[Start Information shown]
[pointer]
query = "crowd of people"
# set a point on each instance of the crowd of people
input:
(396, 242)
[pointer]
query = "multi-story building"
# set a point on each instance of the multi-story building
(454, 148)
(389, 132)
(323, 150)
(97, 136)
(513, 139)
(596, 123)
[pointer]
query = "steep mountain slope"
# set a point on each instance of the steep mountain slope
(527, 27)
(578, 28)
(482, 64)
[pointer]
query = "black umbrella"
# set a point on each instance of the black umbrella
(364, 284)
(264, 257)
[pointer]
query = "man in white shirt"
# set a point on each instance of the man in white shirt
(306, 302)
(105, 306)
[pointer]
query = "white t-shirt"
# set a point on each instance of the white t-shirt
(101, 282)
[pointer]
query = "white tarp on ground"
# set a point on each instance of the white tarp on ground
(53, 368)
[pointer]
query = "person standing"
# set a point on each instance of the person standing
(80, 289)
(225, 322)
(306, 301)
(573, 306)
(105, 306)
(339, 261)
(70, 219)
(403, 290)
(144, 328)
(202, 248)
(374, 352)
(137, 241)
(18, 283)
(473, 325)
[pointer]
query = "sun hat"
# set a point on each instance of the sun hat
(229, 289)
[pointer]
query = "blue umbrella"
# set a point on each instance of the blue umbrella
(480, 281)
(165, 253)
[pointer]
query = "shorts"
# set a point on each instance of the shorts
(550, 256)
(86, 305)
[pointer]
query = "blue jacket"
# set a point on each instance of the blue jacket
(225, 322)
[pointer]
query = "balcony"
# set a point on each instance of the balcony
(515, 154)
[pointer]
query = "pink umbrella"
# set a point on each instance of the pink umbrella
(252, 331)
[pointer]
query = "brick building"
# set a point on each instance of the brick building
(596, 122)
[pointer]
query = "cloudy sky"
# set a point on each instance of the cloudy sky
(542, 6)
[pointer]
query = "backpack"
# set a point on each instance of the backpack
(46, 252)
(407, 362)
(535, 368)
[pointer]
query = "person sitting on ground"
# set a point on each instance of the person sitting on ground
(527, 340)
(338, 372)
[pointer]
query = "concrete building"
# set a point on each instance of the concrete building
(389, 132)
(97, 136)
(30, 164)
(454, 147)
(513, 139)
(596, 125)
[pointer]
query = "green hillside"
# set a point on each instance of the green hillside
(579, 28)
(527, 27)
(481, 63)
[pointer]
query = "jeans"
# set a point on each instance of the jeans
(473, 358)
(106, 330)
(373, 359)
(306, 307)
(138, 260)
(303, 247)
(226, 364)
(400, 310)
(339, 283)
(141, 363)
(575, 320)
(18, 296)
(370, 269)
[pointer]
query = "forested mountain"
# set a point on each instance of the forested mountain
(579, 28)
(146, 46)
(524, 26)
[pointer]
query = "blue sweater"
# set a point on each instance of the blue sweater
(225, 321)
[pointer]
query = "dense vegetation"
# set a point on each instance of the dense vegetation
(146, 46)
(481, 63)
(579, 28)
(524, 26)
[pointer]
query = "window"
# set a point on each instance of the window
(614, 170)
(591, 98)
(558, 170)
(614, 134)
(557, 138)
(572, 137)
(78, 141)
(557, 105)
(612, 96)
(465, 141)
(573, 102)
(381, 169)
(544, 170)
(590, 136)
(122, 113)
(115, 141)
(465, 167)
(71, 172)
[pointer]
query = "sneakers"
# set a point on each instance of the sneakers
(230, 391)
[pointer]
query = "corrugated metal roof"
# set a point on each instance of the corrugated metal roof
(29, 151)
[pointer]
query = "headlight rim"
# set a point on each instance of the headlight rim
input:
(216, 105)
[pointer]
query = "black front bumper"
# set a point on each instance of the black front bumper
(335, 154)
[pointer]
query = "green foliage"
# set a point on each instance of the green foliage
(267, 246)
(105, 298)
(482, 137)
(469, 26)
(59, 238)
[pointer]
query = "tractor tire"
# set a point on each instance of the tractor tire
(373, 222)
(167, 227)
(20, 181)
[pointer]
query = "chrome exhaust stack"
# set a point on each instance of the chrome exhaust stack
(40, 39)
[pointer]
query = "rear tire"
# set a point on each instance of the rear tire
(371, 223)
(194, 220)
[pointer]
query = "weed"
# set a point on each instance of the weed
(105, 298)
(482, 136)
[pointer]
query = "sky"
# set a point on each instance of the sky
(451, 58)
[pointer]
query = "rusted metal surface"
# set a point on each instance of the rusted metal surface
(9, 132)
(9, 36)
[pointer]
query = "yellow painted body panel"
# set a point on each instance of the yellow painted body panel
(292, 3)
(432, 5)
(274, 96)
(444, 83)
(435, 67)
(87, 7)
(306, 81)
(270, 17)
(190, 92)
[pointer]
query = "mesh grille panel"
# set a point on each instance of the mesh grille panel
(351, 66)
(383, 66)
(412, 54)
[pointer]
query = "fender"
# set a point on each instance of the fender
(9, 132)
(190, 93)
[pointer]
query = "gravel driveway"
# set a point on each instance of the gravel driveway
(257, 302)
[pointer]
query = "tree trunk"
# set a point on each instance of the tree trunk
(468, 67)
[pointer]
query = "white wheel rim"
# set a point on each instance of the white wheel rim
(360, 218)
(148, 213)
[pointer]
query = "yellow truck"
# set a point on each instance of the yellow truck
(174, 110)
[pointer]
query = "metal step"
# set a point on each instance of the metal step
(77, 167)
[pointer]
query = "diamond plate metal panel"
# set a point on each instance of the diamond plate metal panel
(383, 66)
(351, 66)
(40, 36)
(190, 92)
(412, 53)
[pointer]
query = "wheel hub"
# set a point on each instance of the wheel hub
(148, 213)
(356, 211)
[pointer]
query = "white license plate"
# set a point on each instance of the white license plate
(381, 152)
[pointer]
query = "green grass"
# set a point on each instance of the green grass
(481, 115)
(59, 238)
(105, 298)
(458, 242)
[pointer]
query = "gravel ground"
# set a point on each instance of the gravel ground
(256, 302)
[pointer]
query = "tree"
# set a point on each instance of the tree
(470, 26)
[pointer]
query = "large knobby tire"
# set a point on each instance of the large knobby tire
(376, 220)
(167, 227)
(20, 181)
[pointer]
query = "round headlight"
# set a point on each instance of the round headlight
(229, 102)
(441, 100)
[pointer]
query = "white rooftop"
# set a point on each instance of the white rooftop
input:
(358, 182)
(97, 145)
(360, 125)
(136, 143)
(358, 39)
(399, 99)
[End Information shown]
- **Exercise directions**:
Set down every line of the listing above again, exactly as given.

- **The output**:
[pointer]
query = "crowd of people"
# set a point on each instance of the crowd of people
input:
(396, 242)
[pointer]
query = "multi-story building"
# set a point on each instance of the multi-story building
(454, 148)
(389, 132)
(323, 150)
(97, 136)
(513, 139)
(596, 123)
[pointer]
query = "steep mountain slope"
# set a point on each instance of the steep mountain slope
(527, 27)
(578, 28)
(482, 64)
[pointer]
query = "black umbrella"
# set a point on each instance of the black umbrella
(364, 284)
(264, 257)
[pointer]
query = "man in white shirt"
# set a point on each instance of the man in white shirt
(306, 302)
(105, 306)
[pointer]
query = "white t-shirt"
# set a point on each instance of the white t-shirt
(101, 282)
[pointer]
query = "white tarp on ground"
# set a point on each instance of the white tarp on ground
(53, 368)
[pointer]
query = "person standing"
# set a point on each instance of the person standing
(80, 289)
(225, 322)
(306, 301)
(573, 306)
(105, 306)
(339, 261)
(70, 219)
(403, 290)
(144, 328)
(202, 248)
(374, 352)
(137, 241)
(18, 283)
(473, 325)
[pointer]
query = "sun hat"
# set a point on each instance of the sun hat
(229, 289)
[pointer]
query = "blue umbrella"
# set a point on each instance of the blue umbrella
(480, 281)
(165, 253)
[pointer]
query = "shorts"
# set a point on each instance of the shorts
(550, 256)
(86, 305)
[pointer]
query = "blue jacket"
# set a point on each instance of the blue jacket
(225, 322)
[pointer]
query = "balcony"
# set a point on each instance of the balcony
(515, 154)
[pointer]
query = "pink umbrella"
# set a point on each instance of the pink umbrella
(252, 331)
[pointer]
query = "brick building"
# set a point on each instance of the brick building
(596, 122)
[pointer]
query = "cloudy sky"
# set a point on each instance of the cloudy sky
(542, 6)
[pointer]
query = "backpack"
# set a point on each instance of the backpack
(46, 252)
(407, 362)
(535, 368)
[pointer]
query = "person sitting on ground"
# set a point on each instance of the person sitting on ground
(527, 340)
(338, 372)
[pointer]
query = "concrete building"
# set a point on each instance of the concrete building
(389, 132)
(97, 136)
(30, 164)
(454, 147)
(513, 139)
(596, 125)
[pointer]
query = "green hillside"
# set a point on each instance of the green hillside
(579, 28)
(527, 27)
(481, 63)
[pointer]
query = "jeans"
# set a point on each instance of the jeans
(473, 358)
(106, 330)
(373, 359)
(306, 307)
(138, 260)
(303, 247)
(226, 364)
(400, 310)
(339, 283)
(141, 363)
(575, 320)
(18, 296)
(370, 269)
[pointer]
query = "forested mountain"
# set a point on each instance of the forested mountain
(579, 28)
(146, 46)
(524, 26)
[pointer]
query = "blue sweater"
# set a point on each instance of the blue sweater
(225, 321)
[pointer]
query = "dense vegetation"
# set a point on each instance of the dense vegetation
(146, 46)
(481, 63)
(579, 28)
(524, 26)
[pointer]
query = "window"
# set a point on each instance of the window
(614, 170)
(591, 98)
(558, 170)
(614, 134)
(557, 138)
(572, 137)
(78, 141)
(557, 105)
(612, 96)
(465, 141)
(573, 102)
(381, 169)
(544, 170)
(590, 136)
(122, 113)
(115, 141)
(465, 167)
(71, 172)
[pointer]
query = "sneakers"
# set a point on each instance of the sneakers
(230, 391)
[pointer]
query = "corrugated metal roof"
# set a point on each instance of the corrugated metal roof
(29, 151)
[pointer]
query = "headlight rim"
# set a point on each instance of the headlight rim
input:
(216, 105)
[pointer]
query = "black front bumper"
# set a point on each instance of the black front bumper
(335, 154)
[pointer]
query = "green foliage"
# set a point on each instance of the green foliage
(267, 246)
(105, 298)
(482, 137)
(469, 26)
(59, 238)
[pointer]
query = "tractor tire"
# set a point on each instance of the tractor tire
(373, 222)
(167, 227)
(20, 181)
[pointer]
query = "chrome exhaust stack"
# set a point on each instance of the chrome exhaust stack
(40, 39)
[pointer]
query = "rear tire"
# set a point on each instance of the rear tire
(371, 223)
(194, 220)
[pointer]
query = "weed"
# set a point on each instance of the weed
(105, 298)
(482, 136)
[pointer]
query = "sky"
# set a point on each instance of the sky
(451, 58)
[pointer]
query = "rusted metal surface"
# set a point on each instance of the rusted metal surface
(9, 132)
(9, 36)
[pointer]
query = "yellow painted body panel"
# set a point on each instance of the yellow painted body panel
(292, 3)
(432, 5)
(274, 96)
(444, 83)
(435, 67)
(87, 7)
(306, 81)
(270, 17)
(190, 92)
[pointer]
query = "mesh grille panel"
# set a point on each instance of the mesh grille panel
(351, 66)
(383, 66)
(412, 54)
[pointer]
query = "fender"
# set a point on each instance of the fender
(9, 132)
(190, 93)
[pointer]
query = "gravel driveway"
# set a point on each instance of the gravel driveway
(257, 302)
[pointer]
query = "tree trunk"
# set a point on each instance of the tree trunk
(468, 67)
[pointer]
query = "white wheel rim"
# set a point on each instance of the white wheel rim
(360, 218)
(148, 213)
[pointer]
query = "yellow truck"
# set a point on each instance of the yellow truck
(174, 110)
[pointer]
query = "metal step"
# set a point on each instance of the metal step
(77, 167)
[pointer]
query = "diamond plate metal panel"
# set a point on each instance of the diamond plate metal panel
(383, 66)
(351, 66)
(40, 36)
(190, 92)
(412, 53)
[pointer]
query = "wheel hub"
# set a point on each instance of the wheel hub
(148, 213)
(356, 211)
[pointer]
query = "white license plate"
# set a point on each instance of the white license plate
(381, 152)
[pointer]
query = "green grass"
# set a point on each instance of the green grass
(481, 115)
(59, 238)
(105, 298)
(458, 242)
[pointer]
query = "gravel ground"
# set a point on each instance of the gravel ground
(256, 302)
[pointer]
query = "tree"
# set a point on each instance of the tree
(470, 26)
[pointer]
query = "large knobby tire"
# set a point on each instance of the large knobby tire
(376, 220)
(167, 227)
(20, 181)
[pointer]
query = "round headlight"
# set a point on each instance of the round headlight
(229, 102)
(441, 100)
[pointer]
query = "white rooftop"
# set a point on each instance of the white rooftop
input:
(358, 182)
(97, 145)
(360, 125)
(136, 143)
(358, 39)
(399, 99)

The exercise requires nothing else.